■ **Given records**
● ● ● ●

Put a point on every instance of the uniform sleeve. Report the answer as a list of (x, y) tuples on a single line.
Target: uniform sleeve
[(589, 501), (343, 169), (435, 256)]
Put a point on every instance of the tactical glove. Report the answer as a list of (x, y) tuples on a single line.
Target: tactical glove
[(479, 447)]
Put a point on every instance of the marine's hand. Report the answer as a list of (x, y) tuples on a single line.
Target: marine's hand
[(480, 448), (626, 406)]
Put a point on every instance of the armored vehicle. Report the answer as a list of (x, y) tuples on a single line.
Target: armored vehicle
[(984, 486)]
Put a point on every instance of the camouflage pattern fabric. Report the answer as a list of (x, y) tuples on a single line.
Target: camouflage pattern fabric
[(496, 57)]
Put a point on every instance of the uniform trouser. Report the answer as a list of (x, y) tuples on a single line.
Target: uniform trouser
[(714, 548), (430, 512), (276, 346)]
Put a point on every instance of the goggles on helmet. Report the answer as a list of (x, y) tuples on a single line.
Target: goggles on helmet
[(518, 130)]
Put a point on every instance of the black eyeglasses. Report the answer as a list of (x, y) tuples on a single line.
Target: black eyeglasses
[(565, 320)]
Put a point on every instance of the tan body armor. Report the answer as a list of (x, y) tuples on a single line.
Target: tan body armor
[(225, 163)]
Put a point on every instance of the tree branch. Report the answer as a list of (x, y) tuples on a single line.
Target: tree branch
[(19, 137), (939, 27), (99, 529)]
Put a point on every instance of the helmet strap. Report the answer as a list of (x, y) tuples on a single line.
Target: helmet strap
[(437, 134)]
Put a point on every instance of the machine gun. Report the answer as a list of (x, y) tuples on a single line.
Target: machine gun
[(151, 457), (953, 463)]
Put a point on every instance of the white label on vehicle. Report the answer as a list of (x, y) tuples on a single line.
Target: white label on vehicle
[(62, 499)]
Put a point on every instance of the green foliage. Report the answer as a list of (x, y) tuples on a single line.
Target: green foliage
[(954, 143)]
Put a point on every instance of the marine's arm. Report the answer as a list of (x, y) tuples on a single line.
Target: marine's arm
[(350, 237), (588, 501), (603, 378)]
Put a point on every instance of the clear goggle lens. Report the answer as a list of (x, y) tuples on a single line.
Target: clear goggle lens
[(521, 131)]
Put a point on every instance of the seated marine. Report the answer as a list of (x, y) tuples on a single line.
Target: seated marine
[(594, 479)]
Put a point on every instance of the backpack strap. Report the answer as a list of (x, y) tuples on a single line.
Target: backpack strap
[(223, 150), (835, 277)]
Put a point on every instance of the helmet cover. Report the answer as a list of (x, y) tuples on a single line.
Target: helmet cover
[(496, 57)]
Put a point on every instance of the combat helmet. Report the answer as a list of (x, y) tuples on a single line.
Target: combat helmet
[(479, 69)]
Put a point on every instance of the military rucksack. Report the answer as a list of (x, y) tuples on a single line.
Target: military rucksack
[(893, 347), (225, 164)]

● ● ● ●

■ **Description of the task**
Copy all of the data above word for word, keeping every line in its original order.

■ **Correct answer**
Put a point on every instance of the uniform sleeve. Report the answer as a list of (x, y) tuples on a single line.
Target: uniform sleeve
[(589, 501), (343, 169), (435, 256)]
Put a point on every instance of the tactical glove. Report the answer as a list of (x, y) tuples on a single line.
Target: tactical glove
[(479, 447)]
Put a point on every instance of the marine's hand. Report the answer as a list of (x, y) tuples on a single line.
Target: marine's hand
[(480, 448), (626, 406)]
Put a point on every instance of the armored vehicle. Report the answer as a list of (x, y) tuples on a single line.
Target: armored vehicle
[(984, 486)]
Put a point on every instance of the camouflage pattern fabric. Report the answer as a list of (x, y) tuples on a single line.
Target: camouflage pattern fabric
[(496, 57)]
Put a point on every instance of the uniform trouser. Report the answer as a list of (x, y) tuples on a single line.
Target: uniform trouser
[(714, 548), (430, 512), (276, 346)]
Put a point on every instance of the goggles on helmet. Report the answer as a list of (x, y) tuples on a single line.
Target: goggles on helmet
[(518, 130)]
Put a point on every instance of the black eyeglasses. Report the answer as a list of (x, y) tuples on a single line.
Target: black eyeglasses
[(565, 320)]
Put a point on every instance of the tan body armor. Report the answer as a list of (x, y) tuples on a single line.
Target: tan body armor
[(225, 163)]
Put a point on every instance of the tree branch. Report the answer as a list of (x, y) tuples on a single line.
Target: tree branch
[(19, 137), (939, 27), (99, 529)]
Put a point on every instance of the helmet strap. Report the answer as a list of (x, y) tuples on a single line.
Target: helmet strap
[(437, 134)]
Put a point on every instance of the machine gun. Report the answer as a list of (x, y) tuples on a single line.
Target: machine gun
[(151, 457), (953, 463)]
Put a point on every instance of the white label on vehicle. Report the answer as a list of (x, y) tuples on a single line.
Target: white label on vehicle
[(62, 499)]
Put a point on every instance of the green foliage. Report the answer as a list of (x, y) tuples on a single line.
Target: green foliage
[(954, 143)]
Put a point on every instance of the marine's arm. Report the answer as a list of (x, y) tuples on a single line.
Target: marine's arm
[(350, 237), (588, 501), (603, 378)]
Put a point on every instance of the clear goggle lens. Report the answer as a list of (x, y) tuples on a single line.
Target: clear goggle lens
[(521, 131)]
Put a point on every instance of the seated marine. Report the answer as a list of (x, y) tuples on a single line.
Target: seated marine
[(594, 479)]
Put a point on every instance of the backpack strap. Report the answer as a list of (x, y) tuples on a single line.
Target: backpack strap
[(223, 150), (835, 277)]
Put a point on every instance of the helmet cover. Report the answer as a list of (x, y) tuples on a single line.
Target: helmet cover
[(496, 57)]
Put a point on every instance of the combat helmet. Report the answer as a list of (x, y) tuples on a single line.
Target: combat helmet
[(479, 69)]
Put a point on every instance of the military rucksack. Report the answer as a list of (x, y) tuples on a single line.
Target: military rucksack
[(893, 347), (225, 164)]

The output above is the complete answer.